■ Action item:
Write out exactly the lines of the entries below from the one holding "[(144, 27), (2, 67), (129, 92), (57, 25)]" to the one holding "the man's short", inclusive, and leave out all other lines.

■ Extracted material:

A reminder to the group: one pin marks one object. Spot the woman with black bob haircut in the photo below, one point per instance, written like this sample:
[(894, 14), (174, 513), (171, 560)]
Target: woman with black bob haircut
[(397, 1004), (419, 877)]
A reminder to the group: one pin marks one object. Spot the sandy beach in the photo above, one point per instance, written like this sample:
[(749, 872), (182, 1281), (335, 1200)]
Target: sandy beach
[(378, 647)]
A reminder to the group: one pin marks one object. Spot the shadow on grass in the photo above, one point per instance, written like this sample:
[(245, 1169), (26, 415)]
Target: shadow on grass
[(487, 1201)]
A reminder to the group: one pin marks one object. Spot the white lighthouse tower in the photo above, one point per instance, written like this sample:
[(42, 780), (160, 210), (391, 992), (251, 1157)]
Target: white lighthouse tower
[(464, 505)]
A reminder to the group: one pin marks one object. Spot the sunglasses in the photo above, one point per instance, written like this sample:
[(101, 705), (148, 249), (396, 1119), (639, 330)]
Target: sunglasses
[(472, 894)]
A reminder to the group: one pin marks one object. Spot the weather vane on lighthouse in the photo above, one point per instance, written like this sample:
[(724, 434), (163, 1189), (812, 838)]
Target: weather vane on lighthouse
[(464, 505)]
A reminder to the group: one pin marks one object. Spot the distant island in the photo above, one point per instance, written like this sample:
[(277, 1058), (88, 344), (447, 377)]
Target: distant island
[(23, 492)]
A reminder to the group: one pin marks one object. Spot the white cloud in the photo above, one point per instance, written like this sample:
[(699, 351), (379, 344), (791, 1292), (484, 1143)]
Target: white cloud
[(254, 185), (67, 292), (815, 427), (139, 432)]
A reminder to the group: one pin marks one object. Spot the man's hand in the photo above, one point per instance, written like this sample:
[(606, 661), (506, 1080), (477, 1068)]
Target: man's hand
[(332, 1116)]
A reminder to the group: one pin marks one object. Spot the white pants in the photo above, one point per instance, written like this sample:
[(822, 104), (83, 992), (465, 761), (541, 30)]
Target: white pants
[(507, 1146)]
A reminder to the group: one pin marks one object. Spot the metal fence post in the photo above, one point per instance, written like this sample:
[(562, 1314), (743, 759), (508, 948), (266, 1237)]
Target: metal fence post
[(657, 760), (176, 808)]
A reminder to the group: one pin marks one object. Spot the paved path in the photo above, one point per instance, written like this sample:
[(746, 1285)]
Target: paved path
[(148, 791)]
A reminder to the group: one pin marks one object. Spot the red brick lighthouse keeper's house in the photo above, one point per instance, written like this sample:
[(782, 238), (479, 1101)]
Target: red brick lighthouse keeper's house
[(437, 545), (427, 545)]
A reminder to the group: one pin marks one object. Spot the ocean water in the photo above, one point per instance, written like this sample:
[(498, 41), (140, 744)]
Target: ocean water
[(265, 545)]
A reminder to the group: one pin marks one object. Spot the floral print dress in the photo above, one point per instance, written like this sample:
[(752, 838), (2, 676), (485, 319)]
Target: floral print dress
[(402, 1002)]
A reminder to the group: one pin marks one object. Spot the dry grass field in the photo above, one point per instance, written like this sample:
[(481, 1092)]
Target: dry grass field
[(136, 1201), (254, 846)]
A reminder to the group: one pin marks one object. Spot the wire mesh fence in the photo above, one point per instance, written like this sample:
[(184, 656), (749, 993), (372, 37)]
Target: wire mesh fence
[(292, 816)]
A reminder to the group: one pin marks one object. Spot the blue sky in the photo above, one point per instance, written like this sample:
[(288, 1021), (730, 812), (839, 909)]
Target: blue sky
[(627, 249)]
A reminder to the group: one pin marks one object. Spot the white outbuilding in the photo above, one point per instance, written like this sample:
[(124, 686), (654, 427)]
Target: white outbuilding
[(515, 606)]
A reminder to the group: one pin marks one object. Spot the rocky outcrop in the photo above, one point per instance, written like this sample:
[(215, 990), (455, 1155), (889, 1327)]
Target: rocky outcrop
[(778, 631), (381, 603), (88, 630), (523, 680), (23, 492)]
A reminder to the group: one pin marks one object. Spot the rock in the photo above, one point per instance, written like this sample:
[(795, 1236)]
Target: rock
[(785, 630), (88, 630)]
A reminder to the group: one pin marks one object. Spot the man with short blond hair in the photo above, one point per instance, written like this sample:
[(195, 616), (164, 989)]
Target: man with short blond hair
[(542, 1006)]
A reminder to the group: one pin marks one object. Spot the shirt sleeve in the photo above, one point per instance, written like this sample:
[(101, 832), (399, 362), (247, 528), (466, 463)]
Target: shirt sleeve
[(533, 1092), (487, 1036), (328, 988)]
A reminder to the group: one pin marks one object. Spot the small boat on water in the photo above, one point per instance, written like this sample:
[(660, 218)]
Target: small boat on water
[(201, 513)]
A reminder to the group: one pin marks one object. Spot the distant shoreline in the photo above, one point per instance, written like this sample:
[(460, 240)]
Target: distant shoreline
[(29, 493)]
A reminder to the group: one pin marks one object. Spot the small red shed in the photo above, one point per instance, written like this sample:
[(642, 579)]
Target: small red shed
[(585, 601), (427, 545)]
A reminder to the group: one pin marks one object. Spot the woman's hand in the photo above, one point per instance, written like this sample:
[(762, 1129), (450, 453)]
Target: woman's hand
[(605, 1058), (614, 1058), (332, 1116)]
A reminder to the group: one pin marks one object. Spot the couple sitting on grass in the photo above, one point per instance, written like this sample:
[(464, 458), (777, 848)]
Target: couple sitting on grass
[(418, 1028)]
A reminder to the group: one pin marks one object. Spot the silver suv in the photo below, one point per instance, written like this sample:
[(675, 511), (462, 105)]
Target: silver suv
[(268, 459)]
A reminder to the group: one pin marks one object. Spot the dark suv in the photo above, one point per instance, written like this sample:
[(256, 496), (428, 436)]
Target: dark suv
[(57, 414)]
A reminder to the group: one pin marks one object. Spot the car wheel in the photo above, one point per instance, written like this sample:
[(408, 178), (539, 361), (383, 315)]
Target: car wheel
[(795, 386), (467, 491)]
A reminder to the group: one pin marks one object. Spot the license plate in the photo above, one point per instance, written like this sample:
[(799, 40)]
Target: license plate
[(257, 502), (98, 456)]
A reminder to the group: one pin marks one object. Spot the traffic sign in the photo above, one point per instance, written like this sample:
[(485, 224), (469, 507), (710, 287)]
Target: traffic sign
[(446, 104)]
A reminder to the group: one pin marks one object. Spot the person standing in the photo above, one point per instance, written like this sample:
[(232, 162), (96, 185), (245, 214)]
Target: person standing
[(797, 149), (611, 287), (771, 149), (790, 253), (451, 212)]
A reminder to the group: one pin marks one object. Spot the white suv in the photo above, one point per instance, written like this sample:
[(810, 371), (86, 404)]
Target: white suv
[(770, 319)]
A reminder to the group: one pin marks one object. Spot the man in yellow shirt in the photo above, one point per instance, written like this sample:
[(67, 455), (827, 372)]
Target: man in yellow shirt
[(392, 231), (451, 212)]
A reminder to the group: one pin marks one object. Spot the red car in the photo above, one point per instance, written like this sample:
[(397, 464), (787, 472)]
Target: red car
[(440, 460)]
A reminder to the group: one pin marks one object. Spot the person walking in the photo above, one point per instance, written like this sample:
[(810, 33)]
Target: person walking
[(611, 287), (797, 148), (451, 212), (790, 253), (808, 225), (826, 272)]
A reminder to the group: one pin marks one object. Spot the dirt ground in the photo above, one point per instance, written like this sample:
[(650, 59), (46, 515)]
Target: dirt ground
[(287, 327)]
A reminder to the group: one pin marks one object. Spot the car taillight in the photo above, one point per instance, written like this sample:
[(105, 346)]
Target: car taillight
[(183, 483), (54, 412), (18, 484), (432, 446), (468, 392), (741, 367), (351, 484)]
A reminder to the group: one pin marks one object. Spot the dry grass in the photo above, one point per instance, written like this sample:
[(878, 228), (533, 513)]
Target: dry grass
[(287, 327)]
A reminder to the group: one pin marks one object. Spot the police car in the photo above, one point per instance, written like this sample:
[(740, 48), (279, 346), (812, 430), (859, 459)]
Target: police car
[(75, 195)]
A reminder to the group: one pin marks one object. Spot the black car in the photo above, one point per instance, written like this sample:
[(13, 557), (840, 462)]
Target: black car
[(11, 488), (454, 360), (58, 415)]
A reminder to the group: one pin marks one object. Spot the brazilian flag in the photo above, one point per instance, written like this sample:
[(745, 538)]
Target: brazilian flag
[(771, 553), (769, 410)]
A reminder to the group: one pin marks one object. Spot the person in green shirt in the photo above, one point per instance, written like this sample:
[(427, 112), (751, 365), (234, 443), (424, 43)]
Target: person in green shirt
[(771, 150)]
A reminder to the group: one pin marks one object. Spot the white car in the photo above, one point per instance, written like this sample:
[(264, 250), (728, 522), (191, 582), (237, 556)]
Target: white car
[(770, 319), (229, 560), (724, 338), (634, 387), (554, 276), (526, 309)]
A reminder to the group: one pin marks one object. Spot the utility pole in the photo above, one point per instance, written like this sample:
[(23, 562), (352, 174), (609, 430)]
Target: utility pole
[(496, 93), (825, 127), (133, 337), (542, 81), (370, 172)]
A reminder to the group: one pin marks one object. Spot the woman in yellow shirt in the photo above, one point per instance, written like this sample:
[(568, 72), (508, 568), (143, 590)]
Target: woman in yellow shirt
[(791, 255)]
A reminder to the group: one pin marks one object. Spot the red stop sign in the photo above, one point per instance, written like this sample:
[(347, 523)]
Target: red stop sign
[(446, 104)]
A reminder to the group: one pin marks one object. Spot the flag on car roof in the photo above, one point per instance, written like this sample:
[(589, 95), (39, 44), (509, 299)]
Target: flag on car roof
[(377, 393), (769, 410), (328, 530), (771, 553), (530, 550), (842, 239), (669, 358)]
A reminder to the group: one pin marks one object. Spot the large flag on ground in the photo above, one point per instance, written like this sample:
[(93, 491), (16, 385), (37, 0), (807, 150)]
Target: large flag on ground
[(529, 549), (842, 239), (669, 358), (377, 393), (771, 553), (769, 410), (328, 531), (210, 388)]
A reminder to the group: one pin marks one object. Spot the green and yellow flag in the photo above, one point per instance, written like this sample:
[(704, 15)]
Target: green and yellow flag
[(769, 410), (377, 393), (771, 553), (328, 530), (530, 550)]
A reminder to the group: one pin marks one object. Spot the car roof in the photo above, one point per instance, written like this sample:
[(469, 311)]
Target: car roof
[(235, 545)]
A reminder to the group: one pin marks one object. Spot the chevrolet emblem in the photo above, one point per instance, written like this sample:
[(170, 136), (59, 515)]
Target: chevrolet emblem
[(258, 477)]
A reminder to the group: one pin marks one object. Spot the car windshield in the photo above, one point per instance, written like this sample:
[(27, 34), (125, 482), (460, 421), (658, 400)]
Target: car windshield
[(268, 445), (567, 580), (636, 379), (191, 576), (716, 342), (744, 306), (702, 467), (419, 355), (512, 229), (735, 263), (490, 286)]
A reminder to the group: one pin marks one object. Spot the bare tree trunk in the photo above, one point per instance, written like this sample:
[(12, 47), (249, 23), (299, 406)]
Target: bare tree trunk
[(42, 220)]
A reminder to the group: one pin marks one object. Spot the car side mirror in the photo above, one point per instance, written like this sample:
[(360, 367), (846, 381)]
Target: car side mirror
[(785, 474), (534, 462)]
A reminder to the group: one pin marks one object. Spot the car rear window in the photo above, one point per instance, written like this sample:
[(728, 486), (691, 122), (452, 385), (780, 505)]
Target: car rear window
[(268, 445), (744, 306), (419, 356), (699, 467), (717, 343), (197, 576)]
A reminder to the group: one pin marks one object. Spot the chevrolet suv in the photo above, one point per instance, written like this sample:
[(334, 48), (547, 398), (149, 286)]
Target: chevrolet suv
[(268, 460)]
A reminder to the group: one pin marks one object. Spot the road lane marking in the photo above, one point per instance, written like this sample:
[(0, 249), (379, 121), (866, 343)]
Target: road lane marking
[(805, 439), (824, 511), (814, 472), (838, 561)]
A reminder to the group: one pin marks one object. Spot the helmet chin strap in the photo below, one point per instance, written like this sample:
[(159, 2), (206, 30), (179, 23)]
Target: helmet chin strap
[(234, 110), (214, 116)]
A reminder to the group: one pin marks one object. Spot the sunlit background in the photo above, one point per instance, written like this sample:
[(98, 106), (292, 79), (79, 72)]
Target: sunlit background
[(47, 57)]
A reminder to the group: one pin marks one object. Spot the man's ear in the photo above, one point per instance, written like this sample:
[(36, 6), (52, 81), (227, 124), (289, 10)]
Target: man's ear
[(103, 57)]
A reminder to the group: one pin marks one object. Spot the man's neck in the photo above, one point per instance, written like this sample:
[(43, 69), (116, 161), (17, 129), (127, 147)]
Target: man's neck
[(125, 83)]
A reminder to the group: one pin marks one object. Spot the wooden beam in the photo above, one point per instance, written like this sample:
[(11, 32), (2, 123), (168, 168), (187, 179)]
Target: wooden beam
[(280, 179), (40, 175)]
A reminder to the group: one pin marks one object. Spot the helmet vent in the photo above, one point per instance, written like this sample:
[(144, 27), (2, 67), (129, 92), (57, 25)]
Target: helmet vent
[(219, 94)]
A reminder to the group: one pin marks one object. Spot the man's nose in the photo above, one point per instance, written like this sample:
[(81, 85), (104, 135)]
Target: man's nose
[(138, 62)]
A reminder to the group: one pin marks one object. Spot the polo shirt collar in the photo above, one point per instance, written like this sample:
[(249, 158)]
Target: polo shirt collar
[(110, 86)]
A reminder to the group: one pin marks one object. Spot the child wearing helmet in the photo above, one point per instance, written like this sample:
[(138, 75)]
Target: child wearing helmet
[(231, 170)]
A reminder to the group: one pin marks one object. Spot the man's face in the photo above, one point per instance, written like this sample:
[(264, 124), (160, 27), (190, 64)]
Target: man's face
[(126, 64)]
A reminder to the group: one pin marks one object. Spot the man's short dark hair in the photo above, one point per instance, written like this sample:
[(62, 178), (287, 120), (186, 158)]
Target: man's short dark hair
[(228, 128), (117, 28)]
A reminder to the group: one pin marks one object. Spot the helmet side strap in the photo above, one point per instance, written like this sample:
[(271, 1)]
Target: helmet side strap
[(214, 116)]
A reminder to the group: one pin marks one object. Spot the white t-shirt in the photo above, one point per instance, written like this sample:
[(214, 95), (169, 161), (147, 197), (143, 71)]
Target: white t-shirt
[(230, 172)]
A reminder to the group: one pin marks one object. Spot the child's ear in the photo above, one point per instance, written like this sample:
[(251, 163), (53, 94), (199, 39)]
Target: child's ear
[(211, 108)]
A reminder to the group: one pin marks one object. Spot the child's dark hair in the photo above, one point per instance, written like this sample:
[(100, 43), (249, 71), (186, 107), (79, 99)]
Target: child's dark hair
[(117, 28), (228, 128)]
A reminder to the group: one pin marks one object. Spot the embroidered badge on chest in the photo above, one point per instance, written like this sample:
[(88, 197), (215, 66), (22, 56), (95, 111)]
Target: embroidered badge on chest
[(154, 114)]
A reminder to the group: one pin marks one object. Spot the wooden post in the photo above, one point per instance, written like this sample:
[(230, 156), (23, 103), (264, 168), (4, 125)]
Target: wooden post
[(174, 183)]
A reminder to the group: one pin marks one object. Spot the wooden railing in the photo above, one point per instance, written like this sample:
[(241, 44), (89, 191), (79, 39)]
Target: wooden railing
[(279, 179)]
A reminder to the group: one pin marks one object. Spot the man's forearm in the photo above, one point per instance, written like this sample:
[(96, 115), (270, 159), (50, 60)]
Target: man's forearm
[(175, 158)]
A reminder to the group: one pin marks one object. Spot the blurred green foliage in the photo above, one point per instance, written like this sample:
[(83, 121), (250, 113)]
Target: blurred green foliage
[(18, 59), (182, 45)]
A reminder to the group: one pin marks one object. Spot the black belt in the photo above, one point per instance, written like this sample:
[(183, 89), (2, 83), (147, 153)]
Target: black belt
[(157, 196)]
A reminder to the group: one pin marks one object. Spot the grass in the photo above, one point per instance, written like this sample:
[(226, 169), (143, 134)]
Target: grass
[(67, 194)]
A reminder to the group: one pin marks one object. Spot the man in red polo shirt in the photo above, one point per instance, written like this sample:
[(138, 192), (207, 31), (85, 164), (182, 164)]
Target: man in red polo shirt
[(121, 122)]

■ Result of this exercise:
[(144, 27), (2, 67), (129, 92), (57, 25)]
Target: helmet vent
[(219, 94)]
A reminder to the group: one pin marks one object. Spot the man's nose in the photo above, one point per instance, written like this sample:
[(81, 85), (104, 135)]
Target: man's nose
[(138, 62)]
A reminder to the group: one pin marks one object. Spot the polo shirt collar in the photo above, one point per instance, written like this sample:
[(249, 158)]
Target: polo shirt collar
[(110, 86)]
A reminder to the group: one pin marks one object. Spot the child wearing helmet in the photo above, one point per instance, written like this sample:
[(138, 75)]
Target: child wearing helmet
[(231, 170)]
A reminder to the group: one pin marks one object. Spot the man's face in the photo above, one point per instance, written like this sample:
[(264, 124), (160, 27), (190, 64)]
Target: man's face
[(126, 64)]
A reminder to the group: one pin marks one object. Spot the man's short dark hair in the photo above, one point per instance, written like this sample:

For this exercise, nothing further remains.